* TASK PROMPT *
Among the entries, which lines carry the string "wooden"? Copy every one.

Source data
· · · · · · ·
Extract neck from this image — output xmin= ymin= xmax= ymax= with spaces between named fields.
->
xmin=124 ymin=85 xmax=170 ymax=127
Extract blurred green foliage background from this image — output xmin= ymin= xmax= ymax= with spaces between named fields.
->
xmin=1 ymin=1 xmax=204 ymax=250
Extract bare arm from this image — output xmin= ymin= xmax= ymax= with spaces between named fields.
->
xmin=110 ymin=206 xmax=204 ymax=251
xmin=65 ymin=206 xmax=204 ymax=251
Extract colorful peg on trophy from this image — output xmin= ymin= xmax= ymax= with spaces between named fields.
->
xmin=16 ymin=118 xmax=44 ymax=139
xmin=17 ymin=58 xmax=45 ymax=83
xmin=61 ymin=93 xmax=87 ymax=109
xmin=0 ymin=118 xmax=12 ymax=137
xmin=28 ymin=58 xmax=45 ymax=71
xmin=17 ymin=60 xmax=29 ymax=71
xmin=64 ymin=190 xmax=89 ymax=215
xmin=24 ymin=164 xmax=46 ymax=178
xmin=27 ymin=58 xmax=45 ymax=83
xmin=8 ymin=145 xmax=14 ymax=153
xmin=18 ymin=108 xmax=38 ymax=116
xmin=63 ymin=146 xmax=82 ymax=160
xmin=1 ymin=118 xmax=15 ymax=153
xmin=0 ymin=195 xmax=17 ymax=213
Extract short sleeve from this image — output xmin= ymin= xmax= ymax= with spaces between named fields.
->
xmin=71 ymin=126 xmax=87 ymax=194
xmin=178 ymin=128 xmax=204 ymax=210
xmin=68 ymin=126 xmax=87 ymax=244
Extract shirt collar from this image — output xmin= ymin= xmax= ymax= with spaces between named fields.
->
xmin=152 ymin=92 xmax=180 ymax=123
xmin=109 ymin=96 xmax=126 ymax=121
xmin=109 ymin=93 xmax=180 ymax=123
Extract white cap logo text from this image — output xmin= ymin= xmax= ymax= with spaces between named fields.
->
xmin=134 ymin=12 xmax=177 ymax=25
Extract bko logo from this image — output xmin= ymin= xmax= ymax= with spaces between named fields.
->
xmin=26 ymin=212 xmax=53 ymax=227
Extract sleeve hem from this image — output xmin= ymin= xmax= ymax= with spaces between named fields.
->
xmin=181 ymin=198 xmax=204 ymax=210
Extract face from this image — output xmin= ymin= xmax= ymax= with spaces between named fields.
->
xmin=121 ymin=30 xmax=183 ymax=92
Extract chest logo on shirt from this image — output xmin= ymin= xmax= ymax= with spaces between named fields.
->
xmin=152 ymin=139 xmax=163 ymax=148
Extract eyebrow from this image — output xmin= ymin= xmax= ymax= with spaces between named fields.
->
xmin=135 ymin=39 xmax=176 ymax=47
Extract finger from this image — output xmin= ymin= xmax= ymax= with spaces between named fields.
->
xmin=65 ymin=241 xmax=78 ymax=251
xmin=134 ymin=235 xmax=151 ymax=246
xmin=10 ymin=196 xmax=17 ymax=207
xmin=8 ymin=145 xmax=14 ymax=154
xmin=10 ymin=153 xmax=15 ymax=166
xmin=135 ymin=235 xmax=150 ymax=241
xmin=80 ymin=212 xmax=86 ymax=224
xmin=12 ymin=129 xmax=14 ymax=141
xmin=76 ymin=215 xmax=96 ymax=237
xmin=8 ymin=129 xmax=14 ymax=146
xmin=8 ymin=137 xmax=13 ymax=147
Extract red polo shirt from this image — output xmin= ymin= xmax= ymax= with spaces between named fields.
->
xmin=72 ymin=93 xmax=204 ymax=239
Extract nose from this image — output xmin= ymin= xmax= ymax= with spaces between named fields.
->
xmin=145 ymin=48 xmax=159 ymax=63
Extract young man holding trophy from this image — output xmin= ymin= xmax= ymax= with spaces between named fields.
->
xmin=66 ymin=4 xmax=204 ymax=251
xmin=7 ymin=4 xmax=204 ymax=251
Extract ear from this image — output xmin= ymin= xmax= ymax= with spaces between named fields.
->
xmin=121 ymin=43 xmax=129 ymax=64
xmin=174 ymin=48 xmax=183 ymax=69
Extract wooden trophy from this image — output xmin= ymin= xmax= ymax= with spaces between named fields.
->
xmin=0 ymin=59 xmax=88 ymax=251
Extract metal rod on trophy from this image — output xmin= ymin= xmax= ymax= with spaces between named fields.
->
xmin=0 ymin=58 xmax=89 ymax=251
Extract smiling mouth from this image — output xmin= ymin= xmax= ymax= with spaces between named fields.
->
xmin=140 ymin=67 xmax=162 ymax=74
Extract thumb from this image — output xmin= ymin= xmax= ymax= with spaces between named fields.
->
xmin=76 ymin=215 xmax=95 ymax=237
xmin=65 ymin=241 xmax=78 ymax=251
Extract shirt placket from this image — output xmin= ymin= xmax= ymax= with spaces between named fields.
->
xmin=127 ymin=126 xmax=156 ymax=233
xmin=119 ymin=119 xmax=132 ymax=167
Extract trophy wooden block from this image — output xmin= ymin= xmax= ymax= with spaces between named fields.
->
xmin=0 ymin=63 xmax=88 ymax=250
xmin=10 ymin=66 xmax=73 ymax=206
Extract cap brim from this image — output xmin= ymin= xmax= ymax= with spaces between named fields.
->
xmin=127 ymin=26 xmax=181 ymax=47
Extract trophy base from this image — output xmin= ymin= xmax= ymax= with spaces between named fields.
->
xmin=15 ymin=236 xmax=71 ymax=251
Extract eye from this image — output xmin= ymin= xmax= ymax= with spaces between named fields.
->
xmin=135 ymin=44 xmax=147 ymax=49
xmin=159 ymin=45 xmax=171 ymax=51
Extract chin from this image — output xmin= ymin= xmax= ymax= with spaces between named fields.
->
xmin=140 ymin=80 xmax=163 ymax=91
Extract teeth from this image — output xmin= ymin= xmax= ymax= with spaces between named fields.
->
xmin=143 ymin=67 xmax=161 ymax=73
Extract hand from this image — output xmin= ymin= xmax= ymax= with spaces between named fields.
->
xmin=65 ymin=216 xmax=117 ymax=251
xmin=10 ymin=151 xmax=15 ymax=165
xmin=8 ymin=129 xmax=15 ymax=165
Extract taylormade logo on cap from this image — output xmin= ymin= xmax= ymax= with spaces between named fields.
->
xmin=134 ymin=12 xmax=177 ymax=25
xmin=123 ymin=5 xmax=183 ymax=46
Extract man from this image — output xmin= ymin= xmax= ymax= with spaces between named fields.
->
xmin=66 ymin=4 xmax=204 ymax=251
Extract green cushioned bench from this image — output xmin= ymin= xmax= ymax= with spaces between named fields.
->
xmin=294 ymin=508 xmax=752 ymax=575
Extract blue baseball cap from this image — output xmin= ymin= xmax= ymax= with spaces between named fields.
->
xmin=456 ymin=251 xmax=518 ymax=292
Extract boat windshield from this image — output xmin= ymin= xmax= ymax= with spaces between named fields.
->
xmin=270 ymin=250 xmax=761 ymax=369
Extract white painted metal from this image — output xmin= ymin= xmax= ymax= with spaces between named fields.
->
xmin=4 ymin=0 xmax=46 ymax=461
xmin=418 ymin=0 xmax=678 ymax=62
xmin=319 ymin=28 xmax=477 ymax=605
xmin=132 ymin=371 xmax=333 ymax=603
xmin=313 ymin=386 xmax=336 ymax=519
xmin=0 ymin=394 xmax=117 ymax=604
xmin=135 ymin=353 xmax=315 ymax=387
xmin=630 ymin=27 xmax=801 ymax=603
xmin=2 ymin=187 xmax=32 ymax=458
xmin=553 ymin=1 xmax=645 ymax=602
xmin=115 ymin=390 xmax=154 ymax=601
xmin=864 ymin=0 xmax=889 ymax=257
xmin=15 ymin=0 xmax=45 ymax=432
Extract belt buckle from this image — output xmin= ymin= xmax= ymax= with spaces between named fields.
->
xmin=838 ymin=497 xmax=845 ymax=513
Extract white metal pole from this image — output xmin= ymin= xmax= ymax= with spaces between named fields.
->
· · · · · · ·
* RESULT OF THIS EXERCISE *
Extract wooden trophy from this image — output xmin= ymin= xmax= ymax= with spaces between named fields.
Extract trophy wooden block from this image — output xmin= ymin= xmax= ymax= with spaces between named fields.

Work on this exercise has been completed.